(Lignes extraites)
══════
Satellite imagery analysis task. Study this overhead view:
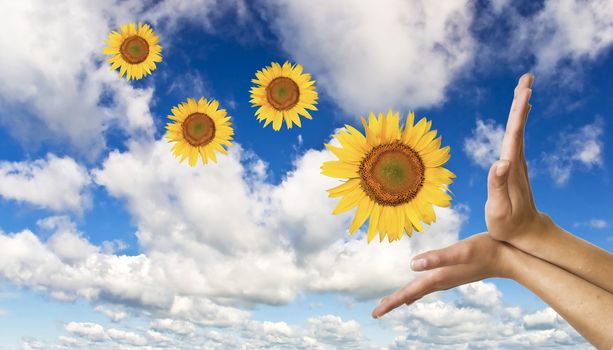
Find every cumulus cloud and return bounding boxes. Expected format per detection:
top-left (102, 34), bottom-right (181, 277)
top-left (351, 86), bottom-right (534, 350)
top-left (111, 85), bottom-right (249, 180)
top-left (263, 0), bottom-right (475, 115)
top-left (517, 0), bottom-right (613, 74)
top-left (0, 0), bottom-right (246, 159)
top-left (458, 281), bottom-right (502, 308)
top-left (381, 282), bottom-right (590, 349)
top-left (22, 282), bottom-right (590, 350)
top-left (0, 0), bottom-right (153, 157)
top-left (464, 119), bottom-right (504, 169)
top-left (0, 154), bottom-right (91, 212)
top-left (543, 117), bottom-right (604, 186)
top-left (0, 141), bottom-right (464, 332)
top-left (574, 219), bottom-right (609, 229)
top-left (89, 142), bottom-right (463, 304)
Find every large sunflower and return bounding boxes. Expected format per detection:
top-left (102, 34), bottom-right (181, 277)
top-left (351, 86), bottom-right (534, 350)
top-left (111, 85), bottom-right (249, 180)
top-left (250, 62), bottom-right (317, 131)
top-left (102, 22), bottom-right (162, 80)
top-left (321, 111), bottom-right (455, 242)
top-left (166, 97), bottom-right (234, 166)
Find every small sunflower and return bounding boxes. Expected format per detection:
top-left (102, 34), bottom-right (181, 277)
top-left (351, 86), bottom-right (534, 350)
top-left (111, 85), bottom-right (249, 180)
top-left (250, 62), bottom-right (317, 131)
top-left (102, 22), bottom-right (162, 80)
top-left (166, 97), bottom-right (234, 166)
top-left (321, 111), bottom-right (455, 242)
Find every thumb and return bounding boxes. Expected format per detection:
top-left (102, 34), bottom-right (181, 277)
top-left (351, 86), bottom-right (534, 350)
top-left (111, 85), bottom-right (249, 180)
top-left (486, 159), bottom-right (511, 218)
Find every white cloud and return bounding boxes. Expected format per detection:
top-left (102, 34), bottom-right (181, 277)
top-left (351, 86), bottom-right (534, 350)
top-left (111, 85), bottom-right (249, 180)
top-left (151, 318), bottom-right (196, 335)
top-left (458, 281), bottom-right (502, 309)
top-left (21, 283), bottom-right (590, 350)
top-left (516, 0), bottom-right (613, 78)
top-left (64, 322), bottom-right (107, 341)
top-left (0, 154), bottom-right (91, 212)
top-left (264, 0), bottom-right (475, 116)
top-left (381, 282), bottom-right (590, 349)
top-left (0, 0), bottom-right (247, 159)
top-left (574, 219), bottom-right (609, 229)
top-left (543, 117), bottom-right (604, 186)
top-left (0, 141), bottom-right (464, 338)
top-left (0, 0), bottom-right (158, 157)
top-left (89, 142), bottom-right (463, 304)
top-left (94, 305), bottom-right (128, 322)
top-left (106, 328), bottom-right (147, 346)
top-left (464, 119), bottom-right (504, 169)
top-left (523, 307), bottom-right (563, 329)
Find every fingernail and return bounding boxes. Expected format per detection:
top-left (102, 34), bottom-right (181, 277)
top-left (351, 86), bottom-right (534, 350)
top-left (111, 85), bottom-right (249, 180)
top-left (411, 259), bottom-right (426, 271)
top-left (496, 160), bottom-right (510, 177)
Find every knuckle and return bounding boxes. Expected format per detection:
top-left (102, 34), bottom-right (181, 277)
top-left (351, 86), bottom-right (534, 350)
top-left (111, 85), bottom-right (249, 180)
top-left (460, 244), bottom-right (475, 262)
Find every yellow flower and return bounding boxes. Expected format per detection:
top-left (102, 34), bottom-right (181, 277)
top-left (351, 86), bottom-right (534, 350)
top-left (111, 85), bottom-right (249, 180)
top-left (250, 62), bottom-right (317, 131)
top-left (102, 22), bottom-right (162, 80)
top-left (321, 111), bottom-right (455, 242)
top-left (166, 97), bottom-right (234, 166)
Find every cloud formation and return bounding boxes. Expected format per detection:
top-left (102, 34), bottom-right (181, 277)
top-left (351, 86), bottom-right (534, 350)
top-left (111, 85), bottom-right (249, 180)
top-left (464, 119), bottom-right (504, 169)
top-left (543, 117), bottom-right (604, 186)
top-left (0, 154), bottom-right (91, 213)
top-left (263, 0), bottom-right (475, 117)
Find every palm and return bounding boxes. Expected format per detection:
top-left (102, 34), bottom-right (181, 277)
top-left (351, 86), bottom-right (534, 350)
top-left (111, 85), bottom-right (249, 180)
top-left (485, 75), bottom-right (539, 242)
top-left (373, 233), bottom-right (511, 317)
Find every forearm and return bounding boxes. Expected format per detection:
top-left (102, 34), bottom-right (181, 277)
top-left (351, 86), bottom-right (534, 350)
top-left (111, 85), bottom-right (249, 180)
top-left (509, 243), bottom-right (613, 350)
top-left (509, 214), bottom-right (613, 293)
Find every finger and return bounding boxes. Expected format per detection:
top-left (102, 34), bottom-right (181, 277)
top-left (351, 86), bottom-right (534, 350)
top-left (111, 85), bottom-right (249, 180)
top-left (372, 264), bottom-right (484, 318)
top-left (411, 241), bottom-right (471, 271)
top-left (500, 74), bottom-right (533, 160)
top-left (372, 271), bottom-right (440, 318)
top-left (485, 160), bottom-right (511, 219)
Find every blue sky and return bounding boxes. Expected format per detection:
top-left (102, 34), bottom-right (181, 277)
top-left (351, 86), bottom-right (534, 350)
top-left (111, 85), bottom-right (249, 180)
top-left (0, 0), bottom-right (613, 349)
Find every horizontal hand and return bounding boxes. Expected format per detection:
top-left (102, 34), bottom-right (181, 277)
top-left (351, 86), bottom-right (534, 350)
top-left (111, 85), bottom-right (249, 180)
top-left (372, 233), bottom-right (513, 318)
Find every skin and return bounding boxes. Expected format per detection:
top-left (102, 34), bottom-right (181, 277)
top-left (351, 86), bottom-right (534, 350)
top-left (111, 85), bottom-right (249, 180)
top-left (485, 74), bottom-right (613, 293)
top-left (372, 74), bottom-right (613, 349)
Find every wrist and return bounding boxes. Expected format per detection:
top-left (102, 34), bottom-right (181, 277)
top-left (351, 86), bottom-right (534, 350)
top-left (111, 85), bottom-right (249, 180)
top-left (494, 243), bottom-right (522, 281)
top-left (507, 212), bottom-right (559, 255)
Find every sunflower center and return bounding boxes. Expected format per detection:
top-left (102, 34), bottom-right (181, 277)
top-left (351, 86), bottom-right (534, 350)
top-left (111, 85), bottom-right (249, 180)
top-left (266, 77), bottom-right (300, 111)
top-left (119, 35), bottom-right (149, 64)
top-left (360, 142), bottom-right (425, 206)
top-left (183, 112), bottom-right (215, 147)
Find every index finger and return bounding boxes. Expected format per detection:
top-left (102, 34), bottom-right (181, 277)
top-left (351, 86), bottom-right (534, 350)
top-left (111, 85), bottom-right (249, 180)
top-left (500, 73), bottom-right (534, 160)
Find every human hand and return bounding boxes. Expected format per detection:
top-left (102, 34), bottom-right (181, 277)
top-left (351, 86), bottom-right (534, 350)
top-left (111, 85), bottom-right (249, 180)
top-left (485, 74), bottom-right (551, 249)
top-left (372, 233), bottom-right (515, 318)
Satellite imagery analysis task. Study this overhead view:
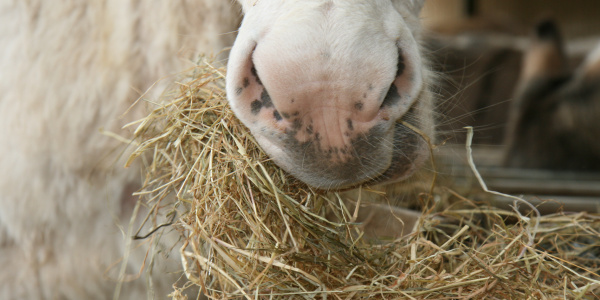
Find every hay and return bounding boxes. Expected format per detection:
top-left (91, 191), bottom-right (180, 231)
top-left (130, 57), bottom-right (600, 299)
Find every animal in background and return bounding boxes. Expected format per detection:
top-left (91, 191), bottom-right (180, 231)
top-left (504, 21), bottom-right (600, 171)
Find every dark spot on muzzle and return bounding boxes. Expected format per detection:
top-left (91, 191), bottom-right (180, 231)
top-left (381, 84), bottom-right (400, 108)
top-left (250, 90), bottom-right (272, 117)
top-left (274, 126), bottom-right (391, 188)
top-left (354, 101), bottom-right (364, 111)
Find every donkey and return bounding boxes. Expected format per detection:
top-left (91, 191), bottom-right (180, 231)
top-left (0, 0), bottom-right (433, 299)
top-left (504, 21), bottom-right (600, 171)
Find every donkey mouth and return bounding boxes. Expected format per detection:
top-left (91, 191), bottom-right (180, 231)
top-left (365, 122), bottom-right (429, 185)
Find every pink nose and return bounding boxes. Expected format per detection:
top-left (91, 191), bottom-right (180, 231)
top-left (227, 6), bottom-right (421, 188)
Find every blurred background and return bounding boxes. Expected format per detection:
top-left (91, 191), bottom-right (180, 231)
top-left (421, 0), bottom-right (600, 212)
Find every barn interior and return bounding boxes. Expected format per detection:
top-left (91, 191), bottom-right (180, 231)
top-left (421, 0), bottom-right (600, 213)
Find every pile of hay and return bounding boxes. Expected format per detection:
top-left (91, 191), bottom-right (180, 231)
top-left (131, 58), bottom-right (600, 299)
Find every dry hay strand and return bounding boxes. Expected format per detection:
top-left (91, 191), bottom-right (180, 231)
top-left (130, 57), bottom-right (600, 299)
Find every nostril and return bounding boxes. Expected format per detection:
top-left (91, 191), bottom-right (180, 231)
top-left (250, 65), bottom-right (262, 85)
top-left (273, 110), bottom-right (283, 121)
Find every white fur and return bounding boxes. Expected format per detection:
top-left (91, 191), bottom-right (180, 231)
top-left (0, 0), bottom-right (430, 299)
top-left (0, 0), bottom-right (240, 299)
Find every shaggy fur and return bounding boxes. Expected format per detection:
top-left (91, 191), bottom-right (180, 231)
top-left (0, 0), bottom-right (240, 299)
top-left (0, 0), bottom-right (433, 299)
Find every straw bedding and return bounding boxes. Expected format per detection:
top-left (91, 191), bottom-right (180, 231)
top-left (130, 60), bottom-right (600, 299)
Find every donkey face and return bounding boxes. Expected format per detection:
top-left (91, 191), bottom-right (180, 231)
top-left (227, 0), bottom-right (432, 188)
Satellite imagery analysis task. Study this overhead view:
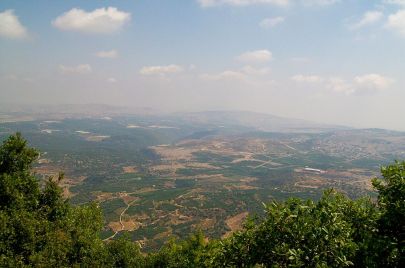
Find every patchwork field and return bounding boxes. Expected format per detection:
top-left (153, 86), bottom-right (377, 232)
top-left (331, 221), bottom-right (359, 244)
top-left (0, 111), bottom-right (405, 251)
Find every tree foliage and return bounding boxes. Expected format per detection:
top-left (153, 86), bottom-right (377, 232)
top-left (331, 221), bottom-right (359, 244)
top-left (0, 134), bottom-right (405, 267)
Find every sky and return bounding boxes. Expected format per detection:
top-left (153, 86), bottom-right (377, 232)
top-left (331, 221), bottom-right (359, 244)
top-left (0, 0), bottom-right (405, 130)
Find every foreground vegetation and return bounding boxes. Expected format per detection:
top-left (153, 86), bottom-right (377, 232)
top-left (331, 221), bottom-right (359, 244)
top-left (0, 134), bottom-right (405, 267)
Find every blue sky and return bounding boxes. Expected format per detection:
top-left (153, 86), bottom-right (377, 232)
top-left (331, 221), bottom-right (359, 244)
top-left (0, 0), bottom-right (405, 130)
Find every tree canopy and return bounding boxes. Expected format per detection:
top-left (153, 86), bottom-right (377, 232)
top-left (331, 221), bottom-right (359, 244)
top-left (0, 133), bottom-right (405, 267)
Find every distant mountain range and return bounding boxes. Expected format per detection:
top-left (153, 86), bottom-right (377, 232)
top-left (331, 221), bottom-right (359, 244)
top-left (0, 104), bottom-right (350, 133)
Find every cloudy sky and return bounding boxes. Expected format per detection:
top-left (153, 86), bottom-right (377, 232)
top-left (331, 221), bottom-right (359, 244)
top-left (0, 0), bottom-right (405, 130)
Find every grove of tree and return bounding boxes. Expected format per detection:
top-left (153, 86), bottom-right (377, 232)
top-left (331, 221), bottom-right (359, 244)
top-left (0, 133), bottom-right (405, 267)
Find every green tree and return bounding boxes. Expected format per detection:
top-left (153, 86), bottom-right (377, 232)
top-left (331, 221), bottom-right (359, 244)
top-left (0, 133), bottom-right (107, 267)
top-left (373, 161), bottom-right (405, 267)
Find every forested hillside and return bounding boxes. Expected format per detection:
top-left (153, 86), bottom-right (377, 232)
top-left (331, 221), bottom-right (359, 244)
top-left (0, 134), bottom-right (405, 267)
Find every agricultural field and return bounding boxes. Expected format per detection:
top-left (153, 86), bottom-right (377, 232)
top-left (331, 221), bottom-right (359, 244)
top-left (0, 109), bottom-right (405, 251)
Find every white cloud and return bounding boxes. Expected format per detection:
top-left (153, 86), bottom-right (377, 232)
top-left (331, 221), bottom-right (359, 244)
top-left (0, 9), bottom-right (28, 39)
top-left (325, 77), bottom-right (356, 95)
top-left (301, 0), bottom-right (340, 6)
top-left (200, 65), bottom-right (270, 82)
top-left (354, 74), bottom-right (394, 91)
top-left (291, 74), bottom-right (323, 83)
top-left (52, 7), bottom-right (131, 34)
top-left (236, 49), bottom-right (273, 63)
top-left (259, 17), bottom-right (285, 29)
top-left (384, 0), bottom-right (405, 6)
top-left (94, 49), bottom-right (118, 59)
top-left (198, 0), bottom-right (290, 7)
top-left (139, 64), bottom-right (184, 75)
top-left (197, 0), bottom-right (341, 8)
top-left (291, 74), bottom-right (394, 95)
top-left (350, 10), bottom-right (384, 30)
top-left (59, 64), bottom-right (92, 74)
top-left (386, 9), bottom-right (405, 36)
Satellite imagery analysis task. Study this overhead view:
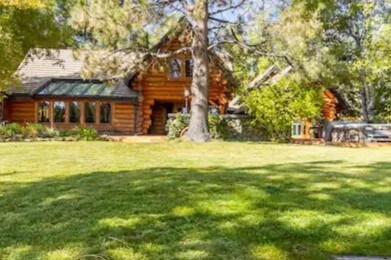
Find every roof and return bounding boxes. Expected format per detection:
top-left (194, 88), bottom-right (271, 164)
══════
(Objectif visé)
Recopiez mot pour mot les lignes en commençant par celle qui contient « Find every wrist » et en vous arrêtant après celle qui contient « top-left (494, 243), bottom-right (522, 281) ».

(Réponse)
Find every wrist and return bounding boxes. Expected format per detection:
top-left (102, 34), bottom-right (181, 277)
top-left (351, 86), bottom-right (534, 350)
top-left (111, 85), bottom-right (249, 180)
top-left (494, 243), bottom-right (522, 281)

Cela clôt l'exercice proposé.